TO DO →
[A] In the footballer profile, list every club named in the "Club career" section.
[B] Copy the part of the footballer profile between "- 2025–: CR" and "footballer (born 1997)", inclusive.
[C] Answer these questions using the footballer profile:
(i) How tall is he in meters?
(ii) What number does he wear for his current team?
(iii) On what date did he sign with Angers SCO?

Personal information
- Date of birth: 5 May 1997 (age 29)
- Place of birth: Blida, Algeria
- Height: 1.68 m (5 ft 6 in)
- Position: Forward

Team information
- Current team: CR Belouizdad
- Number: 10

Youth career
- 2013–2016: Paradou AC

Senior career*
- Years: Team / Apps / (Gls)
- 2016–2018: Paradou AC / 45 / (8)
- 2018–2025: Angers / 127 / (13)
- 2018–2022: Angers II / 8 / (2)
- 2022: → Pau (loan) / 17 / (1)
- 2025–: CR Belouizdad / 15 / (1)

International career
- 2015–2016: Algeria U20 / 6 / (4)
- 2017–2018: Algeria U23 / 9 / (2)
- 2017–2018: Algeria / 3 / (0)

= Farid El Melali =

Algerian footballer (born 1997)

Farid El Melali (فَرِيْد الْمَلَالِيّ; born 5 May 1997) is an Algerian professional footballer who plays as a forward for CR Belouizdad.

Formed at Paradou AC, he signed for Angers in 2018 where he played in Ligue 1 and Ligue 2, also being loaned to Pau in the latter part of 2022, and recently (2025) he signed for the Algerian club MC Alger

El Melali played three games for Algeria in 2017 and 2018.

==Club career==
Born in Blida, El Melali began his career with Paradou AC. On 9 August 2018, he signed a four-year deal with French Ligue 1 side Angers SCO, having previously been close to a move to RC Lens and Algiers duo USM Alger and MC Alger. Only used as a substitute in his first season, he scored his first goal for the club on 24 August 2019 in the fourth minute of a 3–0 home win over FC Metz, and followed it a week later with another goal in a 2–0 victory against Dijon FCO also at the Stade Raymond Kopa; the following 19 January he netted twice in the first half of a 4–1 win at FC Rouen in the last 32 of the Coupe de France.

EXTRACTED MATERIAL →
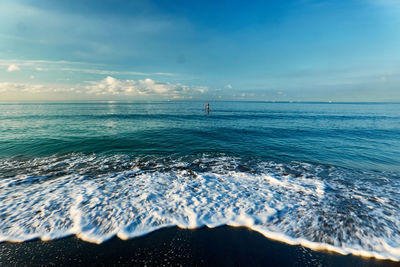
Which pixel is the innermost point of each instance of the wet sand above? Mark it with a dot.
(222, 246)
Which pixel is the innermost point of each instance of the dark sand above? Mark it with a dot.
(173, 246)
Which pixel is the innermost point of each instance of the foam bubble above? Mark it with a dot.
(98, 197)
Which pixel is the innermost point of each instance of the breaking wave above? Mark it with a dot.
(97, 197)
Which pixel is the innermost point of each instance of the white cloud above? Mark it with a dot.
(13, 67)
(110, 72)
(112, 86)
(33, 88)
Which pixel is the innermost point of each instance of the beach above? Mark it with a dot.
(222, 246)
(313, 176)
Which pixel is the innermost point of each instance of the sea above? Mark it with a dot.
(322, 175)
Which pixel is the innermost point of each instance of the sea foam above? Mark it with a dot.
(98, 197)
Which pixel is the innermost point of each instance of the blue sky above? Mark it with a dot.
(304, 50)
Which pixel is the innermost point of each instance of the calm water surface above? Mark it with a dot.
(321, 175)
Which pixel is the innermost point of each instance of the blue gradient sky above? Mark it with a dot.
(305, 50)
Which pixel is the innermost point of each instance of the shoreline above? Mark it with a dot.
(224, 245)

ANSWERS BELOW →
[A] Paradou AC, Angers SCO, RC Lens, USM Alger, MC Alger, FC Metz, Dijon FCO, FC Rouen

[B]
- 2025–: CR Belouizdad / 15 / (1)

International career
- 2015–2016: Algeria U20 / 6 / (4)
- 2017–2018: Algeria U23 / 9 / (2)
- 2017–2018: Algeria / 3 / (0)

= Farid El Melali =

Algerian footballer (born 1997)

[C]
(i) 1.68 m
(ii) 10
(iii) 9 August 2018